_Given problem:_ Update every item below, changing "integer pixel" to "whole-number pixel" and leaving all other text as it is.
--- BEGIN Supplied records ---
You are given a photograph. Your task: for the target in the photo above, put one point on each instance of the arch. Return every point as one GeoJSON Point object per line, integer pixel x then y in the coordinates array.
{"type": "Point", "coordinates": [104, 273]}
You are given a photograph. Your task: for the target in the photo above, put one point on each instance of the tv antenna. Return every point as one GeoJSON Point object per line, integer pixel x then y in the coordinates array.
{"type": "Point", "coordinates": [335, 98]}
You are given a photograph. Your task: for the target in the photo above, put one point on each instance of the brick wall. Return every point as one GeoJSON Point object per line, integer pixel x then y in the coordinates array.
--- END Supplied records ---
_Completed exercise:_
You are given a photograph. Your task: for the target in the photo above, put one point on each instance of the arch. Return every point as one GeoJSON Point object per line, whole-number pixel x then y in the coordinates array.
{"type": "Point", "coordinates": [104, 273]}
You are given a photograph. Your task: for the target in the photo above, put one point on each instance of the tv antenna. Return every point as one GeoJSON Point object per line, whole-number pixel x then y in the coordinates array.
{"type": "Point", "coordinates": [335, 98]}
You are given a photograph. Your task: for the target in the photo above, put one point on each instance of the brick wall. Return every point as one GeoJSON Point object per line, whole-number pixel x then y in the coordinates array.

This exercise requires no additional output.